- Supplied material
____
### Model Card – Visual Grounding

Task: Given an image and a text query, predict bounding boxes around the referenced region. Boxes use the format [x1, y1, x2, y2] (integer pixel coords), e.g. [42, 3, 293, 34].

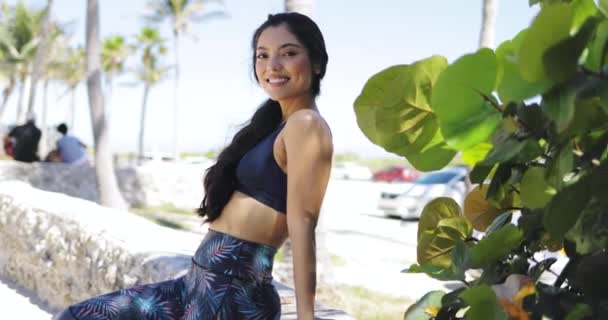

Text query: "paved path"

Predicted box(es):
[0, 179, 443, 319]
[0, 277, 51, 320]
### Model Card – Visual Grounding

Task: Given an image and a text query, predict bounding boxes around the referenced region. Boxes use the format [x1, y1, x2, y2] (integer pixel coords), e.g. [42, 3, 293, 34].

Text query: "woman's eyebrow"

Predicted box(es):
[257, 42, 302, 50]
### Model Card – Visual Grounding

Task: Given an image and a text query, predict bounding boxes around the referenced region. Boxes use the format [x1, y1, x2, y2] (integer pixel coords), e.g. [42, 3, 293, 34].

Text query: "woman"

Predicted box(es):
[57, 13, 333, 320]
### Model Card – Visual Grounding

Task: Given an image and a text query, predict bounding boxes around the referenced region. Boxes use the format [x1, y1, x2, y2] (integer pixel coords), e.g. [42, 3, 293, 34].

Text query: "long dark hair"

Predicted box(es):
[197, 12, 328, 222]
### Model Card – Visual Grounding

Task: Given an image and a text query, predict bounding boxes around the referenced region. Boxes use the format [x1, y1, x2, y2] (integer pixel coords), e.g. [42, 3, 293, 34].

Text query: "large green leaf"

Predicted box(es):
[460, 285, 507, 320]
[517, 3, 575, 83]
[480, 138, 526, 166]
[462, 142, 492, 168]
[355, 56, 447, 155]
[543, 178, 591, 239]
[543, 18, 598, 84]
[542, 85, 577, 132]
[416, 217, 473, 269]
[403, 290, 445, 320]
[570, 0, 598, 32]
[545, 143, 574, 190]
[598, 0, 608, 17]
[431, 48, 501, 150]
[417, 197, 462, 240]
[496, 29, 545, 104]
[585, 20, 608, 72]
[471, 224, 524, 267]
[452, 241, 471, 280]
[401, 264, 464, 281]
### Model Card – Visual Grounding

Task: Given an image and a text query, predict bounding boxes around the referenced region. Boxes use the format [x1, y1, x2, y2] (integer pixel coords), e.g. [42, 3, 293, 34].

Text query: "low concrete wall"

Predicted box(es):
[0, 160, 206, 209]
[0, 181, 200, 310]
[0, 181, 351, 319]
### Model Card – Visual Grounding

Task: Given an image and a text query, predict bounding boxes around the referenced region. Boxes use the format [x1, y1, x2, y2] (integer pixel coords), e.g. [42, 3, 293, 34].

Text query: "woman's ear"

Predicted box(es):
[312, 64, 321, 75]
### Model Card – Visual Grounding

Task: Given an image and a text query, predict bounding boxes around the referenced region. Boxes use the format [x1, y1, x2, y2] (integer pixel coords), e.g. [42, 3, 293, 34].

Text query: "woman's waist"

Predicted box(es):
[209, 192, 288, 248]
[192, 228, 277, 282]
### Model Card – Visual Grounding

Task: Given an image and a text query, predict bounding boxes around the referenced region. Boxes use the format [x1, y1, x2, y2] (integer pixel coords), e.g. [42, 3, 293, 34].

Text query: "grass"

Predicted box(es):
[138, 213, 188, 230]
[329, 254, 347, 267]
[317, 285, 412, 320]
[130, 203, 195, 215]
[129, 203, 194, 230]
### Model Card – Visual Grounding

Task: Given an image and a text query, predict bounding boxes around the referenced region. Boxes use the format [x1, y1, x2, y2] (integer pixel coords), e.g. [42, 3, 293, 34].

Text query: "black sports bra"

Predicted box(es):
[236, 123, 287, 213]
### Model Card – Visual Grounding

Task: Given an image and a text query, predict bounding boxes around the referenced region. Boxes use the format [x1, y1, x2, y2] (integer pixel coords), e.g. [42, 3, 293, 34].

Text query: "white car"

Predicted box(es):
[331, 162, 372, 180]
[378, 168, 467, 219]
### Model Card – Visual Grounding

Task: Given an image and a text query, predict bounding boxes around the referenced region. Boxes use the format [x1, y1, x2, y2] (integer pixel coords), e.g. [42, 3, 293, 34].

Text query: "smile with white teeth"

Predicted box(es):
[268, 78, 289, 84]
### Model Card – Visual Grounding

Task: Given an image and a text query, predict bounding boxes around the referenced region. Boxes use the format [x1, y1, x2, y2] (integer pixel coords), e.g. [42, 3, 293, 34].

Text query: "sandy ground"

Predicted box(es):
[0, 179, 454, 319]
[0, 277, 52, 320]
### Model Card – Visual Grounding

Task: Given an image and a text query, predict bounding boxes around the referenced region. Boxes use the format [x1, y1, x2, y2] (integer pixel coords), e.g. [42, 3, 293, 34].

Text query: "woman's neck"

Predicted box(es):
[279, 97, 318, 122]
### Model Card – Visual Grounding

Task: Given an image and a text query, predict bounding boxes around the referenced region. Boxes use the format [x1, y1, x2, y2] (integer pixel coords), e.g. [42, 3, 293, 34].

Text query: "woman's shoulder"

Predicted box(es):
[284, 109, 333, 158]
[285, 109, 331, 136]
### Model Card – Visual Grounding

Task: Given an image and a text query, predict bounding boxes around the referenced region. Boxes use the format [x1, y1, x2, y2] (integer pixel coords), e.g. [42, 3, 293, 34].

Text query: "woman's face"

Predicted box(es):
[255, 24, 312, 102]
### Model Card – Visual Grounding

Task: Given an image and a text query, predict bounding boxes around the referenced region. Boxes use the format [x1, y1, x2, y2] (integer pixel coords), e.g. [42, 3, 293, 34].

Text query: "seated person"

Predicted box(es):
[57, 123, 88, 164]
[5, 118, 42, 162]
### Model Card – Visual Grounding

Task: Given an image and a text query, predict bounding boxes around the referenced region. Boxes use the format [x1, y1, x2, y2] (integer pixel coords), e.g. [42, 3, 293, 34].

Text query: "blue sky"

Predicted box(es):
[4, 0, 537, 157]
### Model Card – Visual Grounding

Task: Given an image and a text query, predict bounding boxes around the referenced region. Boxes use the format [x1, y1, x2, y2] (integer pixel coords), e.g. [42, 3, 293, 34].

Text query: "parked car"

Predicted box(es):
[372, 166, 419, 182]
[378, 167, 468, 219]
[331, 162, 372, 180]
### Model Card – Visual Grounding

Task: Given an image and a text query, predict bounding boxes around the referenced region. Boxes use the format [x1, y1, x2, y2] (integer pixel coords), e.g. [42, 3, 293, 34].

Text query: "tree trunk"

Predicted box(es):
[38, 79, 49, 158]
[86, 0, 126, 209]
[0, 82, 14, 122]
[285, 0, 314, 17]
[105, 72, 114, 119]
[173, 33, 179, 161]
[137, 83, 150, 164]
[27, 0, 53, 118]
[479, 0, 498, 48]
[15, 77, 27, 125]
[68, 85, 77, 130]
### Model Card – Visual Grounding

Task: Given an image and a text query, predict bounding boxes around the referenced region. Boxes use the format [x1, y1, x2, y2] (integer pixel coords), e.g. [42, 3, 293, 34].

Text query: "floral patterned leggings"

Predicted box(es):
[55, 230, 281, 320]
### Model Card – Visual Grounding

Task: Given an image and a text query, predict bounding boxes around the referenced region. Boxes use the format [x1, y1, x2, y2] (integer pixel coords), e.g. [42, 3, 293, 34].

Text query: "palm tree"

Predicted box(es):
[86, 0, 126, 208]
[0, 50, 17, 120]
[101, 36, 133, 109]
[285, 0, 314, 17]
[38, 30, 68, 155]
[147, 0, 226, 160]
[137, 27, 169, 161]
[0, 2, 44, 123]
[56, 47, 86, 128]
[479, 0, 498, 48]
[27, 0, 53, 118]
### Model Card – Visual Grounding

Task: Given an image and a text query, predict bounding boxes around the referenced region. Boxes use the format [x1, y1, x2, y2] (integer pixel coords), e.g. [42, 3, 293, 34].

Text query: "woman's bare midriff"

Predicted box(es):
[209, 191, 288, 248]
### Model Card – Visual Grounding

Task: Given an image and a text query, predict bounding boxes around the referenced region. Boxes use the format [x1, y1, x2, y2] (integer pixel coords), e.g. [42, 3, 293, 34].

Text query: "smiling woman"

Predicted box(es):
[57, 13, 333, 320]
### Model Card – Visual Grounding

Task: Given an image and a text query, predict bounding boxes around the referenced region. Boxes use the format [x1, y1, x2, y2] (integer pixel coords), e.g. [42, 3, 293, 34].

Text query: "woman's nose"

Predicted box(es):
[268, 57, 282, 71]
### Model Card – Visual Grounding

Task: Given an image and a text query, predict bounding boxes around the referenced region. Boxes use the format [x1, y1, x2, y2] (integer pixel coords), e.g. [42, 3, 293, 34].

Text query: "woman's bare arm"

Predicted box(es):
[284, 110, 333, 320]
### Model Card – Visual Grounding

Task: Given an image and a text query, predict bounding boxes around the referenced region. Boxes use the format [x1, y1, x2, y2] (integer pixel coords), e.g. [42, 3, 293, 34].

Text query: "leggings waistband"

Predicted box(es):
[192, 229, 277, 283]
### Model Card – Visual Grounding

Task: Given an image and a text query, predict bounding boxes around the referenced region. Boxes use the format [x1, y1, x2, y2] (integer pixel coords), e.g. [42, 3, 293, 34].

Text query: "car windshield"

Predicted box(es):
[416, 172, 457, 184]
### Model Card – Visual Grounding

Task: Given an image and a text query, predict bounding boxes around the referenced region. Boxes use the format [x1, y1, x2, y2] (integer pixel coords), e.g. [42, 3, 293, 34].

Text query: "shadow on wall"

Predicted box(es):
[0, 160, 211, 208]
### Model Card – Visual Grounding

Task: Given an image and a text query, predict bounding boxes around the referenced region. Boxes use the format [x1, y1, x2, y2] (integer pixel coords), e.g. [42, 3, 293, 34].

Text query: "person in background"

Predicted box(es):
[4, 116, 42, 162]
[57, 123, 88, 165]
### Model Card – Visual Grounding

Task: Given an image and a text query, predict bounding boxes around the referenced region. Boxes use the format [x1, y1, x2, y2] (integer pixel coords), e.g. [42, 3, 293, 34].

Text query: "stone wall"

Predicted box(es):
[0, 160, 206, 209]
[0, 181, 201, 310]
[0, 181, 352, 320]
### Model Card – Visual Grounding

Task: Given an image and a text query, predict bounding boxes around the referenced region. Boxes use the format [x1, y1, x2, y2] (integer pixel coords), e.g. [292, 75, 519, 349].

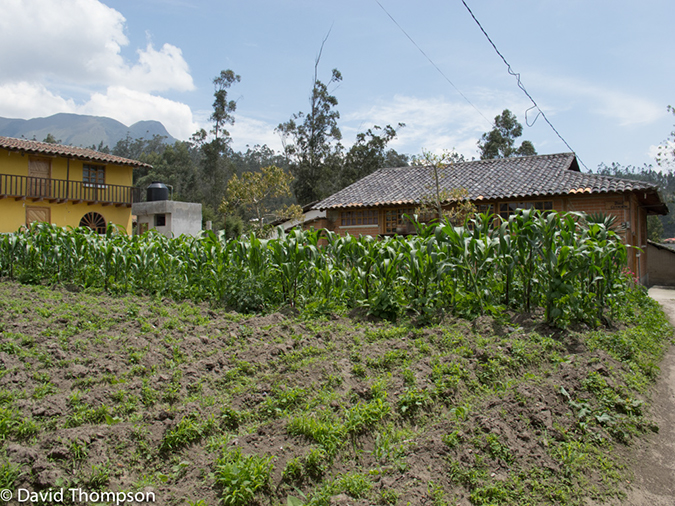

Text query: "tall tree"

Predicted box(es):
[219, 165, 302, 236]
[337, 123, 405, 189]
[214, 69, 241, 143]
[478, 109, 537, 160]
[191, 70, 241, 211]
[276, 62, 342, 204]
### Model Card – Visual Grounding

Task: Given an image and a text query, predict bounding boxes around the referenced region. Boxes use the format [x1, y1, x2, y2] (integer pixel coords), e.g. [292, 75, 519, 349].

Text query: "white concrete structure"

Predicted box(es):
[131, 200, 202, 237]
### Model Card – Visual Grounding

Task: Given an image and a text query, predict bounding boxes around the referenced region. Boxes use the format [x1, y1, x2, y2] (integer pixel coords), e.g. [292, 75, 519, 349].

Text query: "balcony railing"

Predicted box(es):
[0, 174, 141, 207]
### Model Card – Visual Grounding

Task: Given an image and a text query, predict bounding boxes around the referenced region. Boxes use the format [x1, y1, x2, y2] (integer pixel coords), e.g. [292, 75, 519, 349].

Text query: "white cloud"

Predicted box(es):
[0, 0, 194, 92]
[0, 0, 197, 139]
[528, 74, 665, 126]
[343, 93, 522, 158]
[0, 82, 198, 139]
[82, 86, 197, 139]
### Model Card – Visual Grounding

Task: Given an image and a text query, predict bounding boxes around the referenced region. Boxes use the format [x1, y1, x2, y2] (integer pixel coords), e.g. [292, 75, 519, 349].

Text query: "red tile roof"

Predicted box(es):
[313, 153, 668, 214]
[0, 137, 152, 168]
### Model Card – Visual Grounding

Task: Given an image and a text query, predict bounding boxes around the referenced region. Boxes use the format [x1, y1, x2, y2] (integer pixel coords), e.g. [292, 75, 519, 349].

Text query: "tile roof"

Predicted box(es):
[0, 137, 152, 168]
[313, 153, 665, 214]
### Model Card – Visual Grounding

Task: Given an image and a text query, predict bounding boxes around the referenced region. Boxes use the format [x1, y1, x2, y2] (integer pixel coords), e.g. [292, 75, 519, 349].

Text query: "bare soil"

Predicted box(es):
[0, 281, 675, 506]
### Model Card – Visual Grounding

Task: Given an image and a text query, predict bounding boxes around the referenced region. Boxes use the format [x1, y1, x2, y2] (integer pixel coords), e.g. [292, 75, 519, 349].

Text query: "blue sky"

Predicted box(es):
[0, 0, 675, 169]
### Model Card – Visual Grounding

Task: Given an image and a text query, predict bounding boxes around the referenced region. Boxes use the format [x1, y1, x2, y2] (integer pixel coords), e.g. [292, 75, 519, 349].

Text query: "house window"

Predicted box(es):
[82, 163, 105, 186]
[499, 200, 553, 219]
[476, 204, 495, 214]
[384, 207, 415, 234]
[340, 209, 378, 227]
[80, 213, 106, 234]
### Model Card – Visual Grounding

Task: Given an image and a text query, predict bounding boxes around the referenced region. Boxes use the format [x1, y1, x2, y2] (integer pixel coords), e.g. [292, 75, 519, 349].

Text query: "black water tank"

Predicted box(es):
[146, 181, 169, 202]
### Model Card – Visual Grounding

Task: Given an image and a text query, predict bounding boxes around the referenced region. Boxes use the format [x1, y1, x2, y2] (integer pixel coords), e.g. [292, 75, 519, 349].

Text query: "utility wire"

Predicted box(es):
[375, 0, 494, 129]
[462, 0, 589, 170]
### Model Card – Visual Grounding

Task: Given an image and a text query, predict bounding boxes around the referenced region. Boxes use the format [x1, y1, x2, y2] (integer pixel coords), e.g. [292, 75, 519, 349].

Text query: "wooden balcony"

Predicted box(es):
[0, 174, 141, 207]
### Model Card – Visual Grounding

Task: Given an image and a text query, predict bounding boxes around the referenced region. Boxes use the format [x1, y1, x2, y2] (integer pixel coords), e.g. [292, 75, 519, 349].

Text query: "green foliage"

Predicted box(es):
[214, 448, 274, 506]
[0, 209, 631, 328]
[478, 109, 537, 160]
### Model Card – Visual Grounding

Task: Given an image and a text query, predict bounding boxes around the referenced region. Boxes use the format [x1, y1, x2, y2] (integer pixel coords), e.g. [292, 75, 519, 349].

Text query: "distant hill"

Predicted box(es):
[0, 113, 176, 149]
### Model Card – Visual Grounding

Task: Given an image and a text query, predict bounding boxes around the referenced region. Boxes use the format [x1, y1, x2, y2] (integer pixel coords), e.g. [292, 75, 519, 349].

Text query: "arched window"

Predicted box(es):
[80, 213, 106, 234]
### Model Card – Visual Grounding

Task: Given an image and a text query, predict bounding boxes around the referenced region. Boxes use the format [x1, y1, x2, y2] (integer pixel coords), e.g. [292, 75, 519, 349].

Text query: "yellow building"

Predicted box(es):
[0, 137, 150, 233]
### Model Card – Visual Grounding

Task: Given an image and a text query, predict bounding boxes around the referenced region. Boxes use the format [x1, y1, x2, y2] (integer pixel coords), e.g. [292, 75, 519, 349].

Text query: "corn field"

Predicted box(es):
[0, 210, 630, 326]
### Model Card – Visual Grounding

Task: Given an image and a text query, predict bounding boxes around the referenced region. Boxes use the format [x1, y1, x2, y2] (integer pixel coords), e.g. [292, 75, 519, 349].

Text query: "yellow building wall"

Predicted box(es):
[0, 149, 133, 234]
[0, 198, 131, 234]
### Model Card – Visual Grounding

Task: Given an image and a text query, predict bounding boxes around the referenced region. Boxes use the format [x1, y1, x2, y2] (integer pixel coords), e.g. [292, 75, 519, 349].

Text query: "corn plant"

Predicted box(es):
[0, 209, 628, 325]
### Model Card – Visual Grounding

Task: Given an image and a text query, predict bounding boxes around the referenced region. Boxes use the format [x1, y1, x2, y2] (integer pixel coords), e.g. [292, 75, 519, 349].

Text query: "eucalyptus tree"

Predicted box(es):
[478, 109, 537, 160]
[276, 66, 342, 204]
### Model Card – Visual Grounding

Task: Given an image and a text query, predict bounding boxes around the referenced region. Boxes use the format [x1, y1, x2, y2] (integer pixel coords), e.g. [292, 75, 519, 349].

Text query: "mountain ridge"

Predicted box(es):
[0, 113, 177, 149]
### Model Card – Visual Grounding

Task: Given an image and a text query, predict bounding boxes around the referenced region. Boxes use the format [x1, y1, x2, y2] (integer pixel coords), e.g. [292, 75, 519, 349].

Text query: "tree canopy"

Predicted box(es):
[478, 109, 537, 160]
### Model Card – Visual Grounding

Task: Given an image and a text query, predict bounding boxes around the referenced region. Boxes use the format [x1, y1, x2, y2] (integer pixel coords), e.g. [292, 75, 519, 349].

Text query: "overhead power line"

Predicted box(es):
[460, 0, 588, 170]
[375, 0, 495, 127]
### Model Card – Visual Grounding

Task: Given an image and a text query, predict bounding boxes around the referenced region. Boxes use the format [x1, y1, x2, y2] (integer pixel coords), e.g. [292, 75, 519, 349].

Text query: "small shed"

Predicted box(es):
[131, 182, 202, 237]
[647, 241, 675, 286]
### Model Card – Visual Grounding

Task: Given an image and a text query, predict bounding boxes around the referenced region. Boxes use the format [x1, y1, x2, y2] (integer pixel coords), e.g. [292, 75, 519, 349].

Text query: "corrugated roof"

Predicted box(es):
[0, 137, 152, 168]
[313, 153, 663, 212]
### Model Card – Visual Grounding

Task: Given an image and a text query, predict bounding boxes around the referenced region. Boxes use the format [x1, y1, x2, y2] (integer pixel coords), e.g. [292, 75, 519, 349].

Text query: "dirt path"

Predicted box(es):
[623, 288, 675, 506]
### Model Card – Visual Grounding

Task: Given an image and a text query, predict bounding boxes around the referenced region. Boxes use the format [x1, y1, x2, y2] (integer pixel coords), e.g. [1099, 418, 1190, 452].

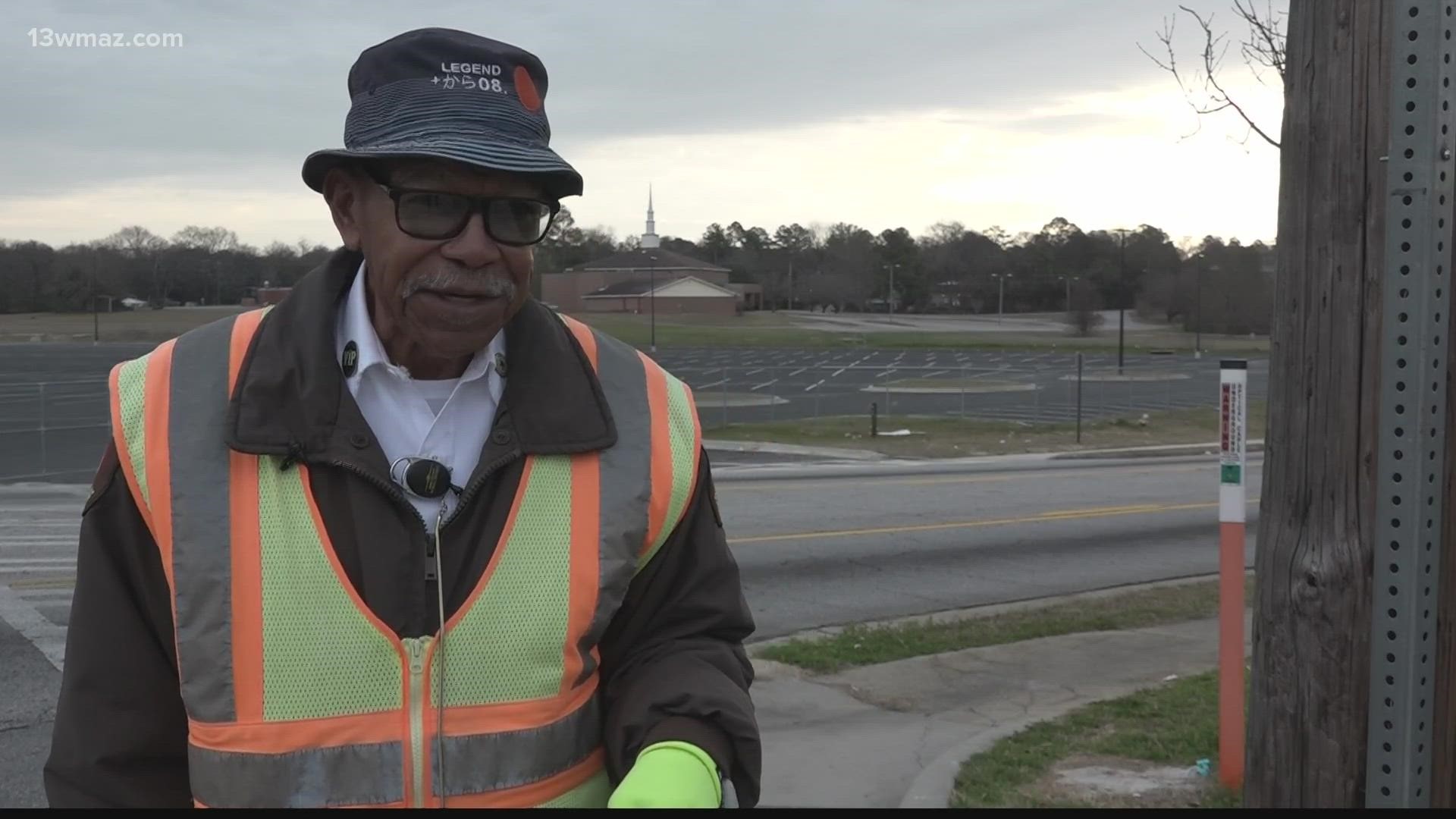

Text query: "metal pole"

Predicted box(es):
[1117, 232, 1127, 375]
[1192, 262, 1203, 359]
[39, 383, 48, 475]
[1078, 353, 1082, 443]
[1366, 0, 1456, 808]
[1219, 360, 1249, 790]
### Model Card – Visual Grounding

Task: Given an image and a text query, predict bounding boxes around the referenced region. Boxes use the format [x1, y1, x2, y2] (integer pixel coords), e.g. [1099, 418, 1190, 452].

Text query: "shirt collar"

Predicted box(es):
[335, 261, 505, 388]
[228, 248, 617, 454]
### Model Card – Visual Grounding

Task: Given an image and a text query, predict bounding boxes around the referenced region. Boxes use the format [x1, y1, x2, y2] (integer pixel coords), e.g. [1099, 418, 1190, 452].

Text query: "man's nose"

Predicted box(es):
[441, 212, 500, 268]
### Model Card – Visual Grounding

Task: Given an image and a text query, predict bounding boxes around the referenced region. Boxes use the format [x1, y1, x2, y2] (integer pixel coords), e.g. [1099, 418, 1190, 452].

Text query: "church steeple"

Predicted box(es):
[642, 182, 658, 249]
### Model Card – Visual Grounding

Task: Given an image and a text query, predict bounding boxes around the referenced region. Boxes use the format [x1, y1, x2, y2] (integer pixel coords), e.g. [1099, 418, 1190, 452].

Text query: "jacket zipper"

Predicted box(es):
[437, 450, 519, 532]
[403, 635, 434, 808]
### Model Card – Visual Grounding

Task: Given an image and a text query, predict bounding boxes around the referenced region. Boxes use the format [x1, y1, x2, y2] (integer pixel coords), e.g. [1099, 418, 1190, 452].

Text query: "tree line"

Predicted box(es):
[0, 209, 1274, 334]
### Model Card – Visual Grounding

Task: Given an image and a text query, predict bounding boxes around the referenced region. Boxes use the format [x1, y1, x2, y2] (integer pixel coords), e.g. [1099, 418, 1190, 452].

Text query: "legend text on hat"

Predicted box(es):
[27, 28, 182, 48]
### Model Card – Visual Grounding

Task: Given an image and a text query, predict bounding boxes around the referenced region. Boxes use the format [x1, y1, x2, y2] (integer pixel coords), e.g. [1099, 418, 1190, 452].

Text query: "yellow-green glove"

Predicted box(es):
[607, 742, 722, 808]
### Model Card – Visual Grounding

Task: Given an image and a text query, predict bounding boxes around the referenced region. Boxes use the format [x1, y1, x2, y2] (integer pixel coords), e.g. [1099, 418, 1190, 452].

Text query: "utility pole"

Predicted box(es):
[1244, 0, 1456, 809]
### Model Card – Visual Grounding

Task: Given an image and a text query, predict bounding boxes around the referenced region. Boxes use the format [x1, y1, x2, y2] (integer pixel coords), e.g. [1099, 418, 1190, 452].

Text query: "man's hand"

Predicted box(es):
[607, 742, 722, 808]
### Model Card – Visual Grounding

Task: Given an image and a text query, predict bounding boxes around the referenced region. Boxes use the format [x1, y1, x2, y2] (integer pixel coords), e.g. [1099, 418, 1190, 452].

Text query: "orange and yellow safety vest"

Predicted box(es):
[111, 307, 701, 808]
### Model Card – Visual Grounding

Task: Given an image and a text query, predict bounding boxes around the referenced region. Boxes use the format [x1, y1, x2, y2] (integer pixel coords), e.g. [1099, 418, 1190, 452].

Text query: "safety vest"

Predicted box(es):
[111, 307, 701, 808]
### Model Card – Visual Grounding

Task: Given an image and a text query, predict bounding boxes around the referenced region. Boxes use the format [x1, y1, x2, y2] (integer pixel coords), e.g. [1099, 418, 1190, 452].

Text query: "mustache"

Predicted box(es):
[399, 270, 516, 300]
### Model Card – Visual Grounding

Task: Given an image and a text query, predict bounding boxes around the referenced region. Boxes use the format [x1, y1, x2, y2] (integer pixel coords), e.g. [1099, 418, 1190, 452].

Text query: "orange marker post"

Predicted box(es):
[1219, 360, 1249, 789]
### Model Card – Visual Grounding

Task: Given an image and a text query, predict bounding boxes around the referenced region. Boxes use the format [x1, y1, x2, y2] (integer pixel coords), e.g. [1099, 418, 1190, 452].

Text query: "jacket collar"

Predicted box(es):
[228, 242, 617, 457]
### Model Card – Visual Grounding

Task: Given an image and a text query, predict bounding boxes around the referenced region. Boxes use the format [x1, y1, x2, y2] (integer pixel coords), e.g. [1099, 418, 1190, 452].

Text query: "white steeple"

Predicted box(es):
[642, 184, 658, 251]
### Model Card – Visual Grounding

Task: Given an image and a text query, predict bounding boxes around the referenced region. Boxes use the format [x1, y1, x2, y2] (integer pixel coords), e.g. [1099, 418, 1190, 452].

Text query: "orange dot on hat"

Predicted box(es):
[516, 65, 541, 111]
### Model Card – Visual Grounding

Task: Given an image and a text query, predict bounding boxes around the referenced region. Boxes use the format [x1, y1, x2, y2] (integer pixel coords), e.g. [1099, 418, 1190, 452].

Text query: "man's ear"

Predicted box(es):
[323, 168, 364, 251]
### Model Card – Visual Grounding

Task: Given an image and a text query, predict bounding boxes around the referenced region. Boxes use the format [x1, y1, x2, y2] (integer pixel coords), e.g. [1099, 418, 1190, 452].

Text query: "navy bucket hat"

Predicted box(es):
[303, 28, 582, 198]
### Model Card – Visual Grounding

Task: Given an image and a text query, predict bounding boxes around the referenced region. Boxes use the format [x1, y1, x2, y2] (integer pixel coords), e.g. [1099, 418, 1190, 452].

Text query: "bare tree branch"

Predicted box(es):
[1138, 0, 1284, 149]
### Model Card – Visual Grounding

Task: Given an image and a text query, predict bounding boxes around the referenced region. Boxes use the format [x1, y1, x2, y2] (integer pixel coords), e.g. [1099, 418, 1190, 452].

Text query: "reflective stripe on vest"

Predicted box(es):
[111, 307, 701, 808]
____
- What the task requires
Please pick out every line of the records above that contains the word "bare".

- Exercise output
Text query: "woman's bare midriff"
Text query: "woman's bare arm"
Text query: "bare soil"
Text query: "bare tree branch"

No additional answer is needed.